Selected excerpt Block Start

(REUTERS): South Africa’s last white president Frederik Willem (FW) de Klerk, the last leader under apartheid and a key actor in the country’s transition to democracy, on Thursday morning at his home in Cape Town, the FW de Klerk Foundation said.
“Former President FW de Klerk died peacefully at his home in Fresnaye earlier this morning following his struggle against mesothelioma cancer,” the FW de Klerk Foundation said in a statement.
“He is survived by his wife Elita, his children Jan and Susan and his grandchildren,” it said, adding the family would in due course announce the funeral arrangements. He was 85 years old.
De Klerk won praise worldwide for his role in scrapping apartheid and he shared the Nobel Peace Prize with Mandela in 1993. The following year Mandela won South Africa’s first multi-racial elections with his African National Congress (ANC).
However, while he was feted globally and shared the Nobel Peace Prize with the revered Mandela, de Klerk earned only scorn from many Blacks outraged by his failure to curb political violence in the turbulent years leading up to all-race elections in 1994.
Many right-wing white Afrikaners, descendants of Dutch and French settlers who had long ruled the country under de Klerk’s National Party, viewed him as a traitor to their causes of nationalism and white supremacy.

Selected excerpt Block End
Available data Block Start

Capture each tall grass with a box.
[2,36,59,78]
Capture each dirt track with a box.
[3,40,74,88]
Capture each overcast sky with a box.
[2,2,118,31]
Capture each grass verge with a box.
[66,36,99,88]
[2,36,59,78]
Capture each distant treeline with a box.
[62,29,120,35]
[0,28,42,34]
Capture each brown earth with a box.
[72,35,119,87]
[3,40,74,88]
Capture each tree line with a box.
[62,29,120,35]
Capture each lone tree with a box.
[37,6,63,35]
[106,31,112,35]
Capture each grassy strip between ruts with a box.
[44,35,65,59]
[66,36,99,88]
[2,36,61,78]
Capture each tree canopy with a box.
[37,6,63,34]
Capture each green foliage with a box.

Available data Block End
Available data Block Start

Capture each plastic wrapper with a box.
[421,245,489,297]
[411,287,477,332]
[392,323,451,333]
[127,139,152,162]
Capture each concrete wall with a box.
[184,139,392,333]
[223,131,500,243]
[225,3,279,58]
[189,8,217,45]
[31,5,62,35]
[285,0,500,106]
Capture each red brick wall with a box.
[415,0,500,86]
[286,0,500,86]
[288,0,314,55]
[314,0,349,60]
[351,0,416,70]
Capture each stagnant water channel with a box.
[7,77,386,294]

Available data Block End
Available data Block Start

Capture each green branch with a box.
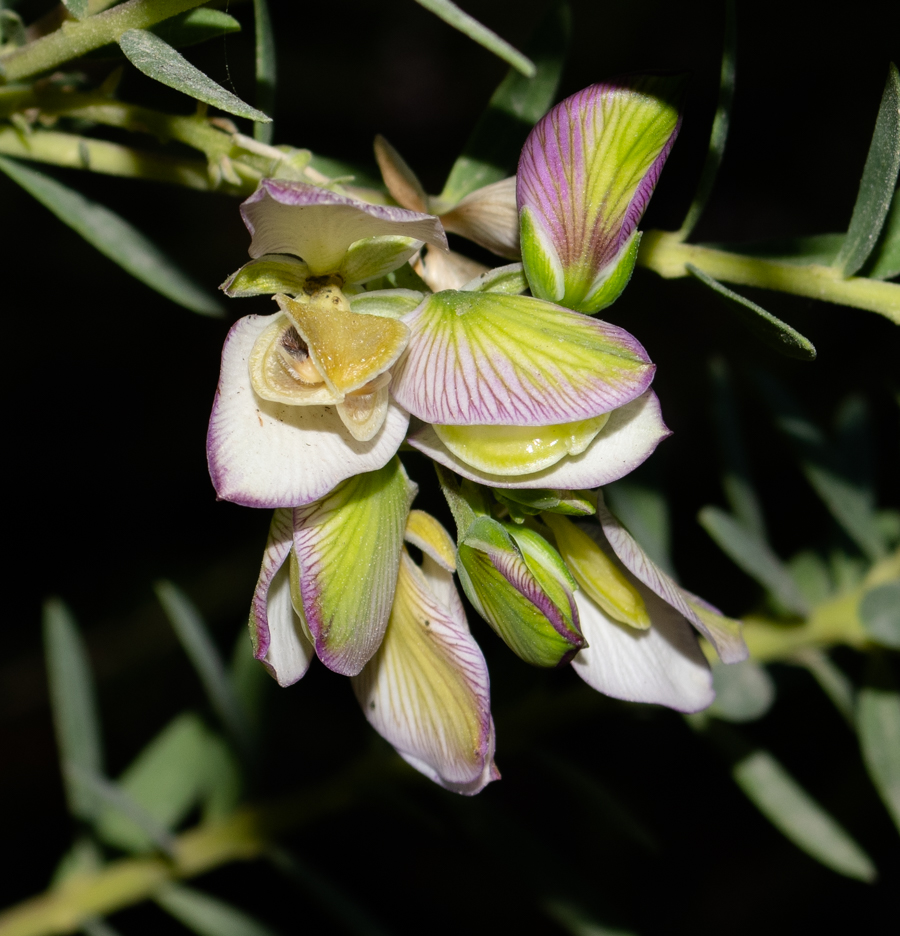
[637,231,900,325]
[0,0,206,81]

Available data Block End

■ To do ■
1. In the news report on FW de Klerk:
(a) What cancer did de Klerk struggle against?
(b) In what year did he share the Nobel Peace Prize with Mandela?
(c) From whom are many right-wing white Afrikaners descended?
2. Can you pull a passage verbatim from the news report on FW de Klerk, beginning at the words "(REUTERS): South Africa’s" and stopping after "in a statement."?

■ Solved problems ■
1.
(a) Mesothelioma cancer.
(b) 1993.
(c) Dutch and French settlers.

2.
(REUTERS): South Africa’s last white president Frederik Willem (FW) de Klerk, the last leader under apartheid and a key actor in the country’s transition to democracy, on Thursday morning at his home in Cape Town, the FW de Klerk Foundation said.
“Former President FW de Klerk died peacefully at his home in Fresnaye earlier this morning following his struggle against mesothelioma cancer,” the FW de Klerk Foundation said in a statement.